> **Problem details**:
Extract every line of the entries below word for word, leaving out the pictures.

Task input start

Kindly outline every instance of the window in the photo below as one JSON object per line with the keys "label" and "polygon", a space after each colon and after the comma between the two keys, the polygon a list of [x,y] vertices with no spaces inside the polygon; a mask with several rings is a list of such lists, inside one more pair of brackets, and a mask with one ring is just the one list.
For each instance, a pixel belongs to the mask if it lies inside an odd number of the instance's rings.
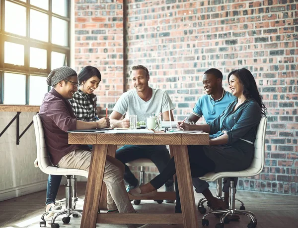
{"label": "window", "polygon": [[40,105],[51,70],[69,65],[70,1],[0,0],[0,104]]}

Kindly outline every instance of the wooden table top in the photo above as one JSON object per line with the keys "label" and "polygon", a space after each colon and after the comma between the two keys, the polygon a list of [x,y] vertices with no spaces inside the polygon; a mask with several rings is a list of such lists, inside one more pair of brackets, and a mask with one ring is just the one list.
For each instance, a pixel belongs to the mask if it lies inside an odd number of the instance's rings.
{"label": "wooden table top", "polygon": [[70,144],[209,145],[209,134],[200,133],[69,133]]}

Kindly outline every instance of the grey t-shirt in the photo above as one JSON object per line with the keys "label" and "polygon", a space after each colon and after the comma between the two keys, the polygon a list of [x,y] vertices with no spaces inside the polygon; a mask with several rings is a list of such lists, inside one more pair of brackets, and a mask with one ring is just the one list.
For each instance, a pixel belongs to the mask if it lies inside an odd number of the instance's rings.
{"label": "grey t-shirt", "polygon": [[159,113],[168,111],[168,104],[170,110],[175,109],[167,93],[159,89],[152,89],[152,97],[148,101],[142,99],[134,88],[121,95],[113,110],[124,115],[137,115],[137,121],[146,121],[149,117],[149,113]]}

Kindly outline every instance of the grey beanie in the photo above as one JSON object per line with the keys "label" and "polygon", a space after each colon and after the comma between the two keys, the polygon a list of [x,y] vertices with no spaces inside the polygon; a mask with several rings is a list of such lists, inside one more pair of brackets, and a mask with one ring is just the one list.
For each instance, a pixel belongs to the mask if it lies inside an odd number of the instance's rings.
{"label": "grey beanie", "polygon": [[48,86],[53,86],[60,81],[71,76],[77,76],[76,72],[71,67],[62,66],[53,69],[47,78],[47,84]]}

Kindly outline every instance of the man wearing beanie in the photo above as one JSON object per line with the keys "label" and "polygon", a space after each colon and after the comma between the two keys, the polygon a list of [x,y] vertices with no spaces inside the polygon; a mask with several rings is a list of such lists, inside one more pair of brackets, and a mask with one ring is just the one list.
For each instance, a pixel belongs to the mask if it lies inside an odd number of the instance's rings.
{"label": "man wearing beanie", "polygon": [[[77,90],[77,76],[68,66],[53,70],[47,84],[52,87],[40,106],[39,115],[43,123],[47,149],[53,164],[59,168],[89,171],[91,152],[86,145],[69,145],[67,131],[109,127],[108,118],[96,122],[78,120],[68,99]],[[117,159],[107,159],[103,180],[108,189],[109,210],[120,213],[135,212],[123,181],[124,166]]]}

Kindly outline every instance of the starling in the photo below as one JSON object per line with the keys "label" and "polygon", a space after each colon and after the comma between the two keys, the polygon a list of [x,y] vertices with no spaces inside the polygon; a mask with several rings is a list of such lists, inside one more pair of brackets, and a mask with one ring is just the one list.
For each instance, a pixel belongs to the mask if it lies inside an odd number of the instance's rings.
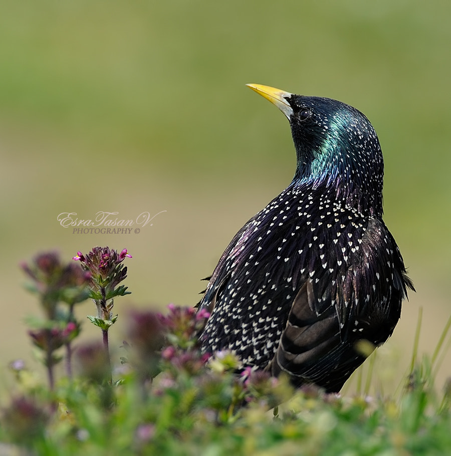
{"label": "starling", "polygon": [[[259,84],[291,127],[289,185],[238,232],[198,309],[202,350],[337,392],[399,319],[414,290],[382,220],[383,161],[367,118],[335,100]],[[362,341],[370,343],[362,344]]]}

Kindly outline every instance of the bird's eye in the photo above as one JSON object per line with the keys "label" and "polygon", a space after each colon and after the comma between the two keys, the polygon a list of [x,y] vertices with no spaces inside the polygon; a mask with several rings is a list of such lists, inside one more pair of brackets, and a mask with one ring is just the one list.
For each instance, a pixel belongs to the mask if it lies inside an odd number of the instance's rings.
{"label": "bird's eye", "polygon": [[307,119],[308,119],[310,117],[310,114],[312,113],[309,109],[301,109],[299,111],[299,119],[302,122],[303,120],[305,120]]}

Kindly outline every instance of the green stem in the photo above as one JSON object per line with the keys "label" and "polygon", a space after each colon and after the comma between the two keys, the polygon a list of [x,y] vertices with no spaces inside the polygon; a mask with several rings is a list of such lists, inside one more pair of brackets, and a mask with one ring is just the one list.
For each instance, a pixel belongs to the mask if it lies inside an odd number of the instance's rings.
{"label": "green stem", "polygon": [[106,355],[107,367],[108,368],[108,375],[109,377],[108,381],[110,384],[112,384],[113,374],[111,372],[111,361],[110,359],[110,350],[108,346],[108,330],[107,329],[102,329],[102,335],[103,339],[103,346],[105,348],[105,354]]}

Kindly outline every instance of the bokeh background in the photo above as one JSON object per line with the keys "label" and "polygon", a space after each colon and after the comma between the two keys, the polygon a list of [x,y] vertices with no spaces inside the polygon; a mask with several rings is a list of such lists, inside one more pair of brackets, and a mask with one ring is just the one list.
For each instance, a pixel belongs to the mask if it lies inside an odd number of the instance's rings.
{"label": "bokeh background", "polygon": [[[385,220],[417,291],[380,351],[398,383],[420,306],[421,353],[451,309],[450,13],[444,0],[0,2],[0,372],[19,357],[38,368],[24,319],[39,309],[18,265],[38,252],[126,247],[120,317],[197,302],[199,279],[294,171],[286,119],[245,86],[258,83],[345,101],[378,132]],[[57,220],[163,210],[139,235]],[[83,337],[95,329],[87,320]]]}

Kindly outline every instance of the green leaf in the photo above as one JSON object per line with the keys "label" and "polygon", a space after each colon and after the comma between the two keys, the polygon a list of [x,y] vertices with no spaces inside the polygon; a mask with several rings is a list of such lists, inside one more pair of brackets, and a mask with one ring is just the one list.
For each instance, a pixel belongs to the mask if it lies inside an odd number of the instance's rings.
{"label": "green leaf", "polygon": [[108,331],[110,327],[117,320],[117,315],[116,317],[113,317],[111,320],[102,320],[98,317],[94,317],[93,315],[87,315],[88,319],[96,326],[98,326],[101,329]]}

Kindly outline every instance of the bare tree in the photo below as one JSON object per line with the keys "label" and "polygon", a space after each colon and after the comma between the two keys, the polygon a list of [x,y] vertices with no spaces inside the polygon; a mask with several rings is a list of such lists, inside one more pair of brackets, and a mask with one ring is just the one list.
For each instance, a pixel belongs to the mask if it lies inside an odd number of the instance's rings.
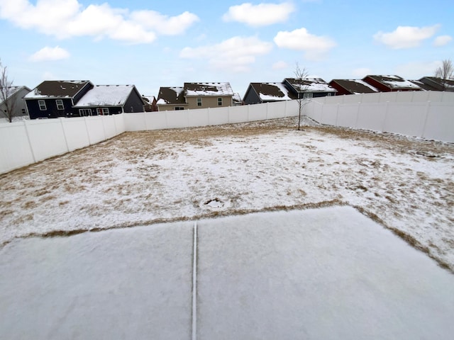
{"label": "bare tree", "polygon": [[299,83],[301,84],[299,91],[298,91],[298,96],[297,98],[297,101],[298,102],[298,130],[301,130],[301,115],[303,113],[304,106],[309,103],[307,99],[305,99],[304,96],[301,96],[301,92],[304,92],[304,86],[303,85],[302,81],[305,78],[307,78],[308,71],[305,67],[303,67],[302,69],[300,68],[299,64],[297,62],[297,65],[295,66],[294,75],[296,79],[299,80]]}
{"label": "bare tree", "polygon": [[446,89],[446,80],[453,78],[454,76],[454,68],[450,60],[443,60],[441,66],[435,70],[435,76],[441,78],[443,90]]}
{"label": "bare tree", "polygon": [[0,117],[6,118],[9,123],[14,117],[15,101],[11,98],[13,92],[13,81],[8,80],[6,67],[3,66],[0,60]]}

Task input end

> **Solution for this exercise**:
Kindly outline every instance of the window in the photo below as one JSON object per line with the keys "label" and "polygon", a space after each colon and after the comma between the two keys, the polygon a list of [x,y] vertices with no spaces inside the polygon; a mask with several rings is a list of such lists, inside one more pair of brackets, and a mask with one ring is just the one list.
For each instance, a pixel belongs to the mask if it lies inside an odd number of the instance's rings.
{"label": "window", "polygon": [[40,105],[51,70],[69,65],[70,1],[0,0],[0,104]]}

Kindly outline every instance of the wooden table top in the photo above as one JSON object per line with the keys "label" and "polygon", a space after each colon and after the comma between the two keys, the polygon a list of [x,y] vertices with no spaces inside the polygon; a mask with several rings is a list of such lists, inside one more pair of brackets, and a mask with one ring is just the one list.
For each instance, a pixel belongs to the mask if it lies inside an odd number of the instance's rings.
{"label": "wooden table top", "polygon": [[70,144],[209,145],[209,134],[200,133],[69,133]]}

Kindly outline every instance of the grey t-shirt in the photo above as one JSON object per line with the keys "label" and "polygon", a space after each colon and after the comma between the two keys, the polygon a list of [x,y] vertices with no spaces inside the polygon; a mask with several rings is a list of such lists, inside one more pair of brackets, and a mask with one ring is just the one list.
For each instance, a pixel belongs to the mask if it lies inside an odd number of the instance's rings.
{"label": "grey t-shirt", "polygon": [[159,113],[168,111],[168,104],[170,110],[175,109],[167,93],[159,89],[152,89],[152,97],[148,101],[142,99],[134,88],[121,95],[113,110],[124,115],[137,115],[137,121],[146,121],[149,117],[149,113]]}

Kindly outline every instance of the grey beanie in the photo above as one JSON object per line with the keys "label" and "polygon", a space after each colon and after the comma between the two keys, the polygon a list of [x,y] vertices with no spaces inside the polygon; a mask with several rings is a list of such lists, inside one more pair of brackets, and a mask with one ring is just the one list.
For each instance, a pixel belongs to the mask if it lies inside an odd number of the instance's rings.
{"label": "grey beanie", "polygon": [[48,86],[53,86],[60,81],[71,76],[77,76],[76,72],[71,67],[62,66],[53,69],[47,78],[47,84]]}

Kindly outline every instance of the man wearing beanie in the photo above as one JSON object per line with the keys "label" and "polygon", a space after each colon and after the comma between the two keys, the polygon a list of [x,y] vertices with no spaces inside the polygon; a mask with several rings is a list of such lists, inside one more pair of brackets, and a mask with one ring is just the one list.
For each instance, a pixel belongs to the mask if it lies inside an odd number of the instance's rings.
{"label": "man wearing beanie", "polygon": [[[77,90],[77,76],[68,66],[53,70],[47,84],[52,87],[40,106],[39,115],[43,123],[47,149],[53,164],[59,168],[89,171],[91,152],[86,145],[69,145],[67,131],[109,127],[108,118],[96,122],[78,120],[68,99]],[[117,159],[107,159],[103,180],[108,189],[109,210],[120,213],[135,212],[123,181],[124,166]]]}

Kindly outline every instance of the starling in the photo below as one JSON object per line with the keys "label" and "polygon", a space after each colon and after the comma between the two keys, the polygon a list of [x,y] vertices with no spaces inside the polygon; a mask with several rings is a list of such lists, inside one more pair of brackets, and a mask with one ring is just the one list.
For each instance, a pixel belongs to the mask if it lies inside an odd number of the instance's rings.
{"label": "starling", "polygon": [[[259,84],[291,127],[289,185],[238,232],[198,309],[202,350],[337,392],[399,319],[414,290],[382,220],[383,161],[367,118],[335,100]],[[362,341],[370,343],[362,344]]]}

Kindly outline every instance of the bird's eye in the photo above as one JSON object per line with the keys "label" and "polygon", a space after each colon and after the comma between the two keys, the polygon a list of [x,y] vertices with no spaces inside the polygon; a mask with several rings is a list of such lists, inside one more pair of brackets, and a mask with one ring is just the one list.
For each instance, a pixel belongs to the mask if it lies inside an odd number of the instance's rings.
{"label": "bird's eye", "polygon": [[307,119],[308,119],[310,117],[310,114],[312,113],[309,109],[301,109],[299,111],[299,119],[302,122],[303,120],[305,120]]}

Kindly outline every instance of the green stem in the photo above as one JSON object per line with the keys "label" and "polygon", a space after each colon and after the comma between the two keys, the polygon a list of [x,y] vertices with no spaces inside the polygon; a mask with several rings is a list of such lists, inside one more pair of brackets, and a mask with one ring is just the one list.
For each instance, a pixel belongs to the mask if it lies inside an odd number of the instance's rings.
{"label": "green stem", "polygon": [[106,355],[107,367],[108,368],[108,375],[109,377],[108,381],[110,384],[112,384],[113,374],[111,372],[111,361],[110,359],[110,350],[108,346],[108,330],[107,329],[102,329],[102,335],[103,339],[103,346],[105,348],[105,354]]}

Kindly outline every instance of the bokeh background in the photo above as one JSON object per line with the keys "label" and "polygon", a space after each colon and after the comma between the two keys, the polygon a list of [x,y] vertices with no spaces inside the polygon; a mask with several rings is a list of such lists, inside one more pair of brackets, and a mask with one ring is just the one list.
For each instance, a pixel belongs to the mask if it lies inside an odd number of the instance's rings.
{"label": "bokeh background", "polygon": [[[385,220],[417,291],[380,351],[398,383],[420,306],[421,353],[451,309],[450,13],[444,0],[0,2],[0,372],[19,357],[38,368],[24,319],[39,309],[18,265],[38,252],[126,247],[120,317],[197,302],[199,279],[294,171],[286,119],[245,86],[258,83],[345,101],[378,132]],[[57,220],[163,210],[139,235]],[[83,337],[95,329],[87,320]]]}

Kindly outline every instance of the green leaf in the photo above as one JSON object per line with the keys "label" and "polygon", a space after each colon and after the comma between the two keys, the polygon a list of [x,y] vertices with no spaces inside the polygon; a mask with several rings is a list of such lists, inside one more pair of brackets, and a mask with one ring is just the one list.
For each instance, a pixel belongs to the mask if it lies inside an odd number of the instance's rings.
{"label": "green leaf", "polygon": [[108,331],[110,327],[117,320],[117,315],[116,317],[113,317],[111,320],[102,320],[98,317],[94,317],[93,315],[87,315],[88,319],[96,326],[98,326],[101,329]]}

Kindly outline every instance of the bare tree in the photo below as one JSON object per line with the keys "label" and "polygon", a space after each colon and after the comma between the two keys, the polygon a list of [x,y] vertices with no spaces inside the polygon; a mask with several rings is a list of such lists, inside one more pair of brackets, and a mask with one ring is just the one list.
For each instance, a pixel belongs to the mask if it lies inside an odd number of the instance's rings.
{"label": "bare tree", "polygon": [[299,83],[301,84],[299,91],[298,91],[298,96],[297,98],[297,101],[298,102],[298,130],[301,130],[301,115],[303,113],[304,106],[309,103],[307,99],[305,99],[304,96],[301,96],[301,92],[304,92],[304,86],[303,85],[302,81],[305,78],[307,78],[308,71],[305,67],[303,67],[302,69],[300,68],[299,64],[297,62],[297,65],[295,66],[294,75],[296,79],[299,80]]}
{"label": "bare tree", "polygon": [[446,89],[446,80],[453,78],[454,76],[454,68],[450,60],[443,60],[441,66],[435,70],[435,76],[441,78],[443,90]]}
{"label": "bare tree", "polygon": [[0,117],[6,118],[9,123],[14,117],[15,101],[11,98],[13,92],[13,81],[8,80],[6,67],[3,66],[0,60]]}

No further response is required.